[Pointing data excerpts]
———

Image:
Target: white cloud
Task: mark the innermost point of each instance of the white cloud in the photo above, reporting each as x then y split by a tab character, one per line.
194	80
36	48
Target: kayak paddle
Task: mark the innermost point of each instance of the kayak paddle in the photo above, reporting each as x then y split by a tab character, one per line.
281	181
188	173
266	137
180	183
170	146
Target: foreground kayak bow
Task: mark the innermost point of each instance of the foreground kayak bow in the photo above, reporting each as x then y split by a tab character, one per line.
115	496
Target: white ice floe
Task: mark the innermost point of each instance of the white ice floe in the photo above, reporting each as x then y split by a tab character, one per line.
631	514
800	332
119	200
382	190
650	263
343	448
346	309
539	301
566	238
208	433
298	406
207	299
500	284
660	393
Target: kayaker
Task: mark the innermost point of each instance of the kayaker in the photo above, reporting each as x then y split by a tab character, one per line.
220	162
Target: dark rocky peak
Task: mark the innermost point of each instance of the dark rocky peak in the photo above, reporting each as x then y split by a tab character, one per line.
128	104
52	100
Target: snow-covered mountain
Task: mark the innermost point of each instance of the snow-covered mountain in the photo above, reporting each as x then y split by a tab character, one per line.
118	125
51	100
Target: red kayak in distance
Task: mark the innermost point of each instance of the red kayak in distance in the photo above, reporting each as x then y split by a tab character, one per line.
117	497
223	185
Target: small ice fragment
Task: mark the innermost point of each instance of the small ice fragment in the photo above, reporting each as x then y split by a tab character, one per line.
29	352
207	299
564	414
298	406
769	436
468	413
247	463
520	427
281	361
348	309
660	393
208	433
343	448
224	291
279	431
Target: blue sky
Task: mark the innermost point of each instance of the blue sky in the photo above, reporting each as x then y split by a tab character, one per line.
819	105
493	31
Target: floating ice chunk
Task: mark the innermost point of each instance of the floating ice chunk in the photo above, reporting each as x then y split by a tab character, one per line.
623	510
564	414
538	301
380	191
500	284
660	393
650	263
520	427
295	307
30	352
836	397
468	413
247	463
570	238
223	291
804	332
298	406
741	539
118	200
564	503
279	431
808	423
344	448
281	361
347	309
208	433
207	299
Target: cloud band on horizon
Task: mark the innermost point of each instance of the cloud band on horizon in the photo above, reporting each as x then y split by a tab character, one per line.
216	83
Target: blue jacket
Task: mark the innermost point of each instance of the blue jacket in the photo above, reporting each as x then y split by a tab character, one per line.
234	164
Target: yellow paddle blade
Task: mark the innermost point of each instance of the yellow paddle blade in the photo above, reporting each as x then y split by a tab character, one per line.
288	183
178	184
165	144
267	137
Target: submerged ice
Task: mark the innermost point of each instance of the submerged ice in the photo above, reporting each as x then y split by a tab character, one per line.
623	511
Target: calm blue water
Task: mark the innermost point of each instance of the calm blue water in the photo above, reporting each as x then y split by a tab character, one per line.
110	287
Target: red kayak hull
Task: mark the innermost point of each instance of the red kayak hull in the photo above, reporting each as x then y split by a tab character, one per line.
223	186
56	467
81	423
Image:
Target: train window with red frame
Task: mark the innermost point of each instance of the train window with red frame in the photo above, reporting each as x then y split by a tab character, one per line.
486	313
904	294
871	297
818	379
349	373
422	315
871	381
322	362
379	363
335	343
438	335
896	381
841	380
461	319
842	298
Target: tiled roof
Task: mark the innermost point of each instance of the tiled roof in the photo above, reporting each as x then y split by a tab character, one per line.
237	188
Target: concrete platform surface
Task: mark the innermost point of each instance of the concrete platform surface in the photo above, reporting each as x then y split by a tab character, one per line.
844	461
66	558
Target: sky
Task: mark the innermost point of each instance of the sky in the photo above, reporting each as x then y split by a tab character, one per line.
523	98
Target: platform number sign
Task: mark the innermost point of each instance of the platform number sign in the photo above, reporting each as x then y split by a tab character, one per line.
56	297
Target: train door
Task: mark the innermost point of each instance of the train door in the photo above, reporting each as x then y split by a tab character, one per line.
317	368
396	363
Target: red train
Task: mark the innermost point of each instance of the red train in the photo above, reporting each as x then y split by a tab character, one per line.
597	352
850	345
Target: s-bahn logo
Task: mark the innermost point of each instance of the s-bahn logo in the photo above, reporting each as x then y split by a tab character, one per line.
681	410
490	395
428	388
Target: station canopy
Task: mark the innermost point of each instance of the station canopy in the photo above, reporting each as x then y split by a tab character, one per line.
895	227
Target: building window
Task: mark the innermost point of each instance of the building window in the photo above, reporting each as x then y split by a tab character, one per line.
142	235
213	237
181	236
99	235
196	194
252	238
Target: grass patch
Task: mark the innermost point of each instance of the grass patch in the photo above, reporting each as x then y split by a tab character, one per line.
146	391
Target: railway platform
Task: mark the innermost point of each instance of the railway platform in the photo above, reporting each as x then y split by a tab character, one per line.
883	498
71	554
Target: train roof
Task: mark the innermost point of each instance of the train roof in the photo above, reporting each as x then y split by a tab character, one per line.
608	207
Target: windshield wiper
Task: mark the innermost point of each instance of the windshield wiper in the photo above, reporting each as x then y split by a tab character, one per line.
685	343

———

Extract verbatim the lines of the material from the line containing "Target: windshield wiper" through the end, with both endpoints included.

**WRITTEN ANSWER**
Target: windshield wiper
Task: mark the innermost point of each instance of the windshield wiper in the photo above, reporting each as x then y split by a tab character, one per line.
685	343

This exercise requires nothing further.